• **Extrait à lire**
Bernard Tapie, l’homme aux mille vies
Après un combat hors norme contre un double cancer, Bernard Tapie est parti. Dans un tweet, Line Renaud a bien résumé le personnage: Bernard Tapie a “tout connu, tout vécu. Il avait tous les talents”. C’est vrai. D’ailleurs, les chaînes de télévision françaises ne s’y sont pas trompées. Flairant le bon filon, elles ont toutes modifié leur programmation. M6 lui a consacré un documentaire qui le décrit bien aussi, qualifiant l’homme de “flambeur, hâbleur, séducteur, courageux, menteur, tricheur”. Et c’est vrai qu’il était tout cela à la fois. Bref, tout le contraire d’un robinet d’eau tiède.
Vous en connaissez beaucoup, vous, des gens capables d’être tour à tour pilote de course, navigateur, vendeur, chanteur, animateur de télé, redresseur d’entreprise, dirigeant de club de foot, comédien, taulard, député, ministre et patron de presse?

• **Données enregistrées**
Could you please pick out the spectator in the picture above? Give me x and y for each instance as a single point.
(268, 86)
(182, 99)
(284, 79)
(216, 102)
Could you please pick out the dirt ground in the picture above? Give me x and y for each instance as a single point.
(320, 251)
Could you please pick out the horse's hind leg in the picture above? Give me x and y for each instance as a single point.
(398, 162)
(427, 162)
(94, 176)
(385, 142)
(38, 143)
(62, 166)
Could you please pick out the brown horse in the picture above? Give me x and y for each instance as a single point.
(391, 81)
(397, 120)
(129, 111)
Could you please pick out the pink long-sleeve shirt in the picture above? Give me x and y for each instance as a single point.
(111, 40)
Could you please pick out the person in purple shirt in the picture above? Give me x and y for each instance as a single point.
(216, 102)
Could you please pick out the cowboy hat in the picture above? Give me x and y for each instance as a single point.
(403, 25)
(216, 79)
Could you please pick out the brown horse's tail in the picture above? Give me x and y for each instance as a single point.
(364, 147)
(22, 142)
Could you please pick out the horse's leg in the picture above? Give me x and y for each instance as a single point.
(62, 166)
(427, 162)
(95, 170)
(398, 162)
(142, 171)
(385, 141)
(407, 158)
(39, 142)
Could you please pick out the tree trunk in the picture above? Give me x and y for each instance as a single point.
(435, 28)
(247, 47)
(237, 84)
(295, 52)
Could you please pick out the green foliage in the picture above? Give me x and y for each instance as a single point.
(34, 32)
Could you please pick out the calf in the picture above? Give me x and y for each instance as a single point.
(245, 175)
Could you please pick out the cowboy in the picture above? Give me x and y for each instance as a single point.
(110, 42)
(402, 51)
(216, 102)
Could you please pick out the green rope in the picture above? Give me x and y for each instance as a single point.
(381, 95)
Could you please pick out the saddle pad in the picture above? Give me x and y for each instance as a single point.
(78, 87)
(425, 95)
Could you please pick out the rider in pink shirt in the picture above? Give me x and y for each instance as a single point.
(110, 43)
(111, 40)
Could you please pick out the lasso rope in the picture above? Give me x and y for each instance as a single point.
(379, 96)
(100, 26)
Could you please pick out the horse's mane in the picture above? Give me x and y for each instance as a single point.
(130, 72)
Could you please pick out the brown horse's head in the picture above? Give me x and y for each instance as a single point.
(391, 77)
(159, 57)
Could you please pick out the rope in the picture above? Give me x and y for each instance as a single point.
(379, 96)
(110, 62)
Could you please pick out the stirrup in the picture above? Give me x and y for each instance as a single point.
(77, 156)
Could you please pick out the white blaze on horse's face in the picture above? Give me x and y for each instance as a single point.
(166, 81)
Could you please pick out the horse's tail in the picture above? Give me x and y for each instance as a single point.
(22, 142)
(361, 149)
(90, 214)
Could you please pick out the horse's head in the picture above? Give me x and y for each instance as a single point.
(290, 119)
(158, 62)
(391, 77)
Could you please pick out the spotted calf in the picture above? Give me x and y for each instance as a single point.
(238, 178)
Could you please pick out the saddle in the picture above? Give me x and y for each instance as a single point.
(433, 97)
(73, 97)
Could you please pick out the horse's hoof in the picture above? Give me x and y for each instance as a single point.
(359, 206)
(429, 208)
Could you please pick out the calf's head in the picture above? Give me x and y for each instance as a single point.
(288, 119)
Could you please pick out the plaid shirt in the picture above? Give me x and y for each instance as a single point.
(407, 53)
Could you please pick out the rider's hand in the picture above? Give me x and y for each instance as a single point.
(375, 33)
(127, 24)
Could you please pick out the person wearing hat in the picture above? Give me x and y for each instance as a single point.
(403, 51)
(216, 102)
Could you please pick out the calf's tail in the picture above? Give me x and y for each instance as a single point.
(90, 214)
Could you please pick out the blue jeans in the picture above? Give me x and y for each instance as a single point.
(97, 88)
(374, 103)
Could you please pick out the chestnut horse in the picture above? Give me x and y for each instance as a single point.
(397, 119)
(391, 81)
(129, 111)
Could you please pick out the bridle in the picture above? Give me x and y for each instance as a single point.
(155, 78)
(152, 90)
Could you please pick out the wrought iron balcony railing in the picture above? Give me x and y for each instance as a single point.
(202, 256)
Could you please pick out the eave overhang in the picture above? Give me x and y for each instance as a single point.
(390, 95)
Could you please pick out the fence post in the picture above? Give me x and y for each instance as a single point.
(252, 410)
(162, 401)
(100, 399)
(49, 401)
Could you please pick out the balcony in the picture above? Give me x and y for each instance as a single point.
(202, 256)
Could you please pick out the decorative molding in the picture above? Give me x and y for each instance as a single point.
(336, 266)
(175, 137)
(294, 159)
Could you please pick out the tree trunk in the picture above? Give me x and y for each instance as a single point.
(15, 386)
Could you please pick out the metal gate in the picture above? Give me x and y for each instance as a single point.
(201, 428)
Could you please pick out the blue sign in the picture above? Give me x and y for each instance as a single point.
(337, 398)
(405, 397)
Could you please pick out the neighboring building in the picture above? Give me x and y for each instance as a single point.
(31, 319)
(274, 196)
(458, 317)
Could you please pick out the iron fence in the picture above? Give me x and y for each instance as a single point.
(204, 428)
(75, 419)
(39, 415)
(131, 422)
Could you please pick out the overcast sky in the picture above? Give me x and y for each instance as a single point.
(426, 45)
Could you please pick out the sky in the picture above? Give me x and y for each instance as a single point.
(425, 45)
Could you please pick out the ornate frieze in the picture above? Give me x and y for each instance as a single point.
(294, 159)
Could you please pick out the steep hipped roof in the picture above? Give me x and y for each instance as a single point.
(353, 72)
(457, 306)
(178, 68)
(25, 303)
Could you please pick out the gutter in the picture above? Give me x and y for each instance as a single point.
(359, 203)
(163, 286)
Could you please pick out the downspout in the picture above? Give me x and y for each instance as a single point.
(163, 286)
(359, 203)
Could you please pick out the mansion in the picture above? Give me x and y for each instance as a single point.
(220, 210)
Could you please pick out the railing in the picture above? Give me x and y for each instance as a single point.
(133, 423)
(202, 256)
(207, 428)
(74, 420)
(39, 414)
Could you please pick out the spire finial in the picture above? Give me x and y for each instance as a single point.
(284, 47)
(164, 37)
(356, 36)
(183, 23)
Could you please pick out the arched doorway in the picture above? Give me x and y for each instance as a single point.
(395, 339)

• **Consigne 1**
Dans le texte sur Bernard Tapie, quelle chaîne de télévision lui a consacré un documentaire ?
• **Consigne 2**
Poursuivez, s'il vous plaît, le texte sur Bernard Tapie à partir de sa dernière phrase.
Les enregistrements ne proviennent pas de la même source que le texte sur Bernard Tapie.

• **Réponse 1**
M6

• **Réponse 2**
Tapie était ce qu’on appelle un personnage de roman. Mon métier me fait rencontrer des hommes et des femmes d’affaires, des politiques, des hommes et femmes de médias, parfois même des sportifs, mais vous en connaissez beaucoup des gens capables d’être tour à tour pilote de course, navigateur, vendeur, chanteur, animateur de télévision, redresseur d’entreprise, dirigeant de club de foot, comédien, taulard, député, ministre et patron de presse? Moi pas.
En ce sens, Bernard Tapie était un ovni. Est-ce qu’il était parfait? Non, bien entendu, et aucun personnage de roman ne l’est vraiment. Je vous donne un seul exemple de son côté obscur: en 1974, il avait fondé la société Coeur Assistance. Ladite société avait pour but de fournir aux cardiaques un boîtier portatif. En cas d’alerte, il leur suffisait de presser un bouton et une ambulance était censée arriver pour les conduire à l’hôpital. Aujourd’hui, avec nos smartphones, ça fait sourire. Mais en 1974, c’était une révolution, comme le rappelle Le Monde. Oui, sauf que le milieu médical n’y croit pas et que l’un de ses abonnés décède. Sept années plus tard, Bernard Tapie sera condamné pour publicité mensongère notamment parce qu’il prétendait avoir cinq ambulances alors qu’il n’en avait que deux!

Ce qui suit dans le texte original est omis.